• **EXERCISE REQUIREMENTS**
Reproduce the data below verbatim from the line containing "Each instance of the brushed" through its final line, and produce nothing more.

** start of MATERIAL FOR THE TASK **

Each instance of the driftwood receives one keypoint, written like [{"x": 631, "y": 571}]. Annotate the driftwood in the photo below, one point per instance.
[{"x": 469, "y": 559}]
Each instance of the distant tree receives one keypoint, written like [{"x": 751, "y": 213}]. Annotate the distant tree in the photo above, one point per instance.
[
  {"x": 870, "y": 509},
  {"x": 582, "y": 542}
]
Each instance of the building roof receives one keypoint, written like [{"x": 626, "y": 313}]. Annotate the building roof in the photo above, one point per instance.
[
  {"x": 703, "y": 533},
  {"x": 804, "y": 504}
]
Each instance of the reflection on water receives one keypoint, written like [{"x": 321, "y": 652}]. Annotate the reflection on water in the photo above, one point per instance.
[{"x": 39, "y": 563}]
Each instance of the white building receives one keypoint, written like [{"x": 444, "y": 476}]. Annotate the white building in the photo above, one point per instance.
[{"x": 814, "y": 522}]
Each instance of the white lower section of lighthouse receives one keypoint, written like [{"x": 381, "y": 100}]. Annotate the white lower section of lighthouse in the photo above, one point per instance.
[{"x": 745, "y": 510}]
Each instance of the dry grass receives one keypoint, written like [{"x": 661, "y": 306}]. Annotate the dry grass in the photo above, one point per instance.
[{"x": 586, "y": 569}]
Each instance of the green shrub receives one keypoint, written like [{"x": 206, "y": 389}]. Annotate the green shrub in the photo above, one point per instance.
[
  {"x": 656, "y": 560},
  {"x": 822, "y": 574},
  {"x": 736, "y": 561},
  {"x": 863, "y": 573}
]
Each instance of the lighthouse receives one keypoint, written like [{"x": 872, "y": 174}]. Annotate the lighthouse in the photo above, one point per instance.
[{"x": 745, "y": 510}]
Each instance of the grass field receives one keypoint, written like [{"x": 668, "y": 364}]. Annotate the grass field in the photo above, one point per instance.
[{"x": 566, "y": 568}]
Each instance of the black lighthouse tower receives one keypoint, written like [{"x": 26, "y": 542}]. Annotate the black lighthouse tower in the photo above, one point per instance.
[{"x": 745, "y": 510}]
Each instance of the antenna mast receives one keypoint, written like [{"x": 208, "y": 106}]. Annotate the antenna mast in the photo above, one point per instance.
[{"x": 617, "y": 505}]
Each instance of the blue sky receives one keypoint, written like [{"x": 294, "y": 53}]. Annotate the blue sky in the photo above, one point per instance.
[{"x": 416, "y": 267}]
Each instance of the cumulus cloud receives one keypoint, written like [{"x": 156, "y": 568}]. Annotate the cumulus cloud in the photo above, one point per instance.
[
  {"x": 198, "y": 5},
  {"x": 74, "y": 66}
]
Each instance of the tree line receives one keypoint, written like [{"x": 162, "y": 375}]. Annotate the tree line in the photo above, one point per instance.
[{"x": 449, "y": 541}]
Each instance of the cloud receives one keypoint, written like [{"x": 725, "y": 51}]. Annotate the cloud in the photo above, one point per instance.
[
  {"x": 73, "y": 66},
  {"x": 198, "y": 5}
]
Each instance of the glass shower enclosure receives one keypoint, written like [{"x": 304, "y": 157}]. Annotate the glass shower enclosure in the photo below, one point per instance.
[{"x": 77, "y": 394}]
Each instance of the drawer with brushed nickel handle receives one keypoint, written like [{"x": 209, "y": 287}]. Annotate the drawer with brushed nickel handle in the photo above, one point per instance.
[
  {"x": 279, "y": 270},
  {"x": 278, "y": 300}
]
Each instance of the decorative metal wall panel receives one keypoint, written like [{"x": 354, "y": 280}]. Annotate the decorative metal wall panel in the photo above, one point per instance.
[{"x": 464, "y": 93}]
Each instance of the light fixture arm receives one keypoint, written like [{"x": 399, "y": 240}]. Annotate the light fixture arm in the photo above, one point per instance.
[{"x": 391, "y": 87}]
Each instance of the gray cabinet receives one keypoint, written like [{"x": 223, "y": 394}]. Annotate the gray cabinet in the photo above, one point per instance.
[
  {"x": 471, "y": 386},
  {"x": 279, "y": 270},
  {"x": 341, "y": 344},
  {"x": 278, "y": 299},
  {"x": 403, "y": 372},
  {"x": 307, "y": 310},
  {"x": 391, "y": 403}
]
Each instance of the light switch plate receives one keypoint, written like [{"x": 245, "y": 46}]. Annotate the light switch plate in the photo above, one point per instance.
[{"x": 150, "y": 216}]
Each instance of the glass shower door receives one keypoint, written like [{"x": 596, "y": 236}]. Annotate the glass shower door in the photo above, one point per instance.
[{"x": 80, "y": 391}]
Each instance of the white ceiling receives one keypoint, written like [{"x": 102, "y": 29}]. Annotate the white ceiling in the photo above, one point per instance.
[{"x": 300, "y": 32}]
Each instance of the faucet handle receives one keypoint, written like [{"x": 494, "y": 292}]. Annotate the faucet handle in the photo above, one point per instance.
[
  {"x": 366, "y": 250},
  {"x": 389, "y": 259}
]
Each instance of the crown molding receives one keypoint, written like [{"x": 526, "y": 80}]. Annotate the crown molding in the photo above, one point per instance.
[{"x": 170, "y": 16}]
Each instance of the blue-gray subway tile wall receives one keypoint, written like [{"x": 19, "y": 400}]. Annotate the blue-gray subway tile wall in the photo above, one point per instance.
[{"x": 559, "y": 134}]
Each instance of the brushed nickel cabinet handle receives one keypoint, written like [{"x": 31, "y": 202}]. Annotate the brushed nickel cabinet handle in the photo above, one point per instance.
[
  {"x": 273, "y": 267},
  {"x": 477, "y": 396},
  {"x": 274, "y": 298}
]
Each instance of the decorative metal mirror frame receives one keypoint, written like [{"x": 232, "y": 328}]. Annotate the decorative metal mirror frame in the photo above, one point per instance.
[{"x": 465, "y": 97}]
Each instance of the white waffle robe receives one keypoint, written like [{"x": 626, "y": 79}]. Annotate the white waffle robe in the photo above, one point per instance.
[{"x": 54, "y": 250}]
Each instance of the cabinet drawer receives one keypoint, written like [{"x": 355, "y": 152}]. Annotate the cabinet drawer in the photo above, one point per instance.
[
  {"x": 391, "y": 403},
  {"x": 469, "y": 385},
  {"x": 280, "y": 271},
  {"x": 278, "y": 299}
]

** end of MATERIAL FOR THE TASK **

• **ANSWER TO THE TASK**
Each instance of the brushed nickel cabinet handle receives one keypoint, written like [{"x": 31, "y": 202}]. Annotate the brushed nickel cabinet handle in the photo above, one point per instance.
[
  {"x": 273, "y": 267},
  {"x": 477, "y": 396},
  {"x": 274, "y": 298}
]
Each instance of the decorative metal mirror frame receives one keypoint, written like [{"x": 232, "y": 328}]. Annotate the decorative metal mirror frame in the photo above, one point per instance.
[{"x": 465, "y": 97}]
Each instance of the white waffle robe receives one keypoint, written like [{"x": 626, "y": 79}]. Annotate the white waffle robe in the photo above, one point per instance.
[{"x": 54, "y": 250}]
Each instance of the cabinet drawer receives one keypoint, written like [{"x": 355, "y": 152}]. Annotate the cabinet drawer in the photo above, one point per instance.
[
  {"x": 391, "y": 403},
  {"x": 469, "y": 385},
  {"x": 280, "y": 271},
  {"x": 278, "y": 299}
]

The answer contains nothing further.